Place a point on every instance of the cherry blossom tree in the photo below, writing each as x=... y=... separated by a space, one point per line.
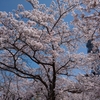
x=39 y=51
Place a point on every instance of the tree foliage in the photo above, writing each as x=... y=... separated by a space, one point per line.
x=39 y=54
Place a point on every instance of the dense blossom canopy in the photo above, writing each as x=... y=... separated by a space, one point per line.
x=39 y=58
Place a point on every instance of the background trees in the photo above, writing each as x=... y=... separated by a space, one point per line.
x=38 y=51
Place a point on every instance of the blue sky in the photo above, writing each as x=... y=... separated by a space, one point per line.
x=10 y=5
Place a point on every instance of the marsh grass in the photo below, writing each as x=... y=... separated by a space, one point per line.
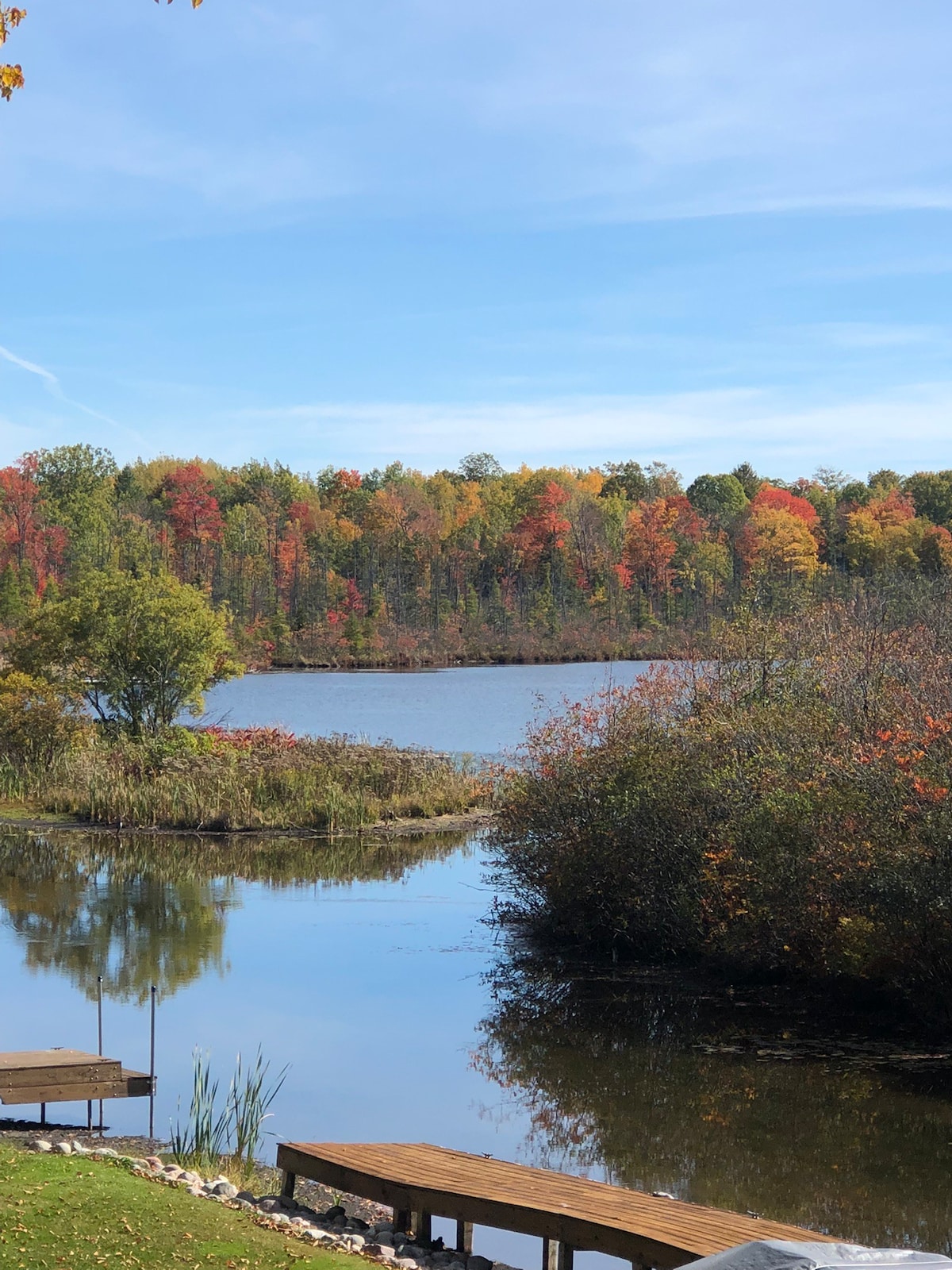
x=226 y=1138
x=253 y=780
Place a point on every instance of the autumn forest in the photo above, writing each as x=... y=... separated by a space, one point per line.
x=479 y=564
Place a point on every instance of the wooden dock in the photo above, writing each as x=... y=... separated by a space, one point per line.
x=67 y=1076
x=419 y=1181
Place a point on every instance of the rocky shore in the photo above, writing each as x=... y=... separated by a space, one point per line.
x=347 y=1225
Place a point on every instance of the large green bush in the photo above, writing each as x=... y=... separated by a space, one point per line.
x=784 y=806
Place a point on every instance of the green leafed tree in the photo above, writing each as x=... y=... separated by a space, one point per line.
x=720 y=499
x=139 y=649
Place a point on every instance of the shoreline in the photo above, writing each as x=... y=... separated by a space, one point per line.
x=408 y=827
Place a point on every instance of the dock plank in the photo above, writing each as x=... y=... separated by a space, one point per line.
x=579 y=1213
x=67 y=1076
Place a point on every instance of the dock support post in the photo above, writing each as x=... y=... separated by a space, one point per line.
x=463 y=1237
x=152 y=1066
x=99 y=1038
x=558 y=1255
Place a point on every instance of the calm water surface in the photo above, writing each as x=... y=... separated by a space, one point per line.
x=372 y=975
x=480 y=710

- - - -

What you have to do ▸
The records above are to be restated exactly, without their pictures.

Response to this exercise ▸
Place a point on every instance of the cherry blossom tree in the photo below, writing each as x=... y=... separated by a space, one point per line.
x=39 y=51
Place a point on every instance of the tree foliage in the photo above, writing each as x=... y=... separated by a space, one point per line.
x=39 y=54
Place a point on every instance of the dense blossom canopy in the photo above, writing each as x=... y=... separated by a space, one point per line.
x=39 y=58
Place a point on every instance of the background trees in the photo above, writing each as x=... y=... separated by a space, one point per line.
x=38 y=51
Place a point on every instance of the blue sky in the photo above, writing each as x=... y=... separated by a space, one point per line.
x=10 y=5
Place a point on every instance of the marsh grass in the photo below, writing each as x=... y=... separated by a space, one point per line.
x=226 y=1138
x=253 y=780
Place a point on every instance of the autumn forest in the photo above, writing each as x=... y=... separated by a space, one point per line.
x=479 y=564
Place a point on every instance of the wooden dock in the photo above, writing each as x=... y=... separated by a space, one point per line.
x=67 y=1076
x=419 y=1181
Place a point on every instance of the rocky shore in the photo above, writing each as x=... y=... separated by a space, one point per line.
x=347 y=1225
Place a point on every instance of the large green bush in the photo above, writing each as x=... y=... separated by a space, one point per line.
x=784 y=806
Place a point on every instance of the green leafed tree in the photo above, writing each as x=... y=... separated by a space, one point per line.
x=720 y=499
x=139 y=649
Place a point on every instance of the shoreline in the photo above, writing each as x=... y=... separated by a space, one point per line.
x=408 y=827
Place a point on every instance of the dock plank in the photo above, writing each as x=... y=... separated by a space, one point per line.
x=579 y=1213
x=67 y=1076
Place a point on every instance of the dock support post in the photo above, writing each as x=... y=... separated by a space, one point per line.
x=463 y=1237
x=152 y=1066
x=99 y=1038
x=558 y=1255
Place a point on every instance of the calm water surface in the photo above, writing each as x=... y=... separated by a space, one point per line.
x=372 y=975
x=480 y=710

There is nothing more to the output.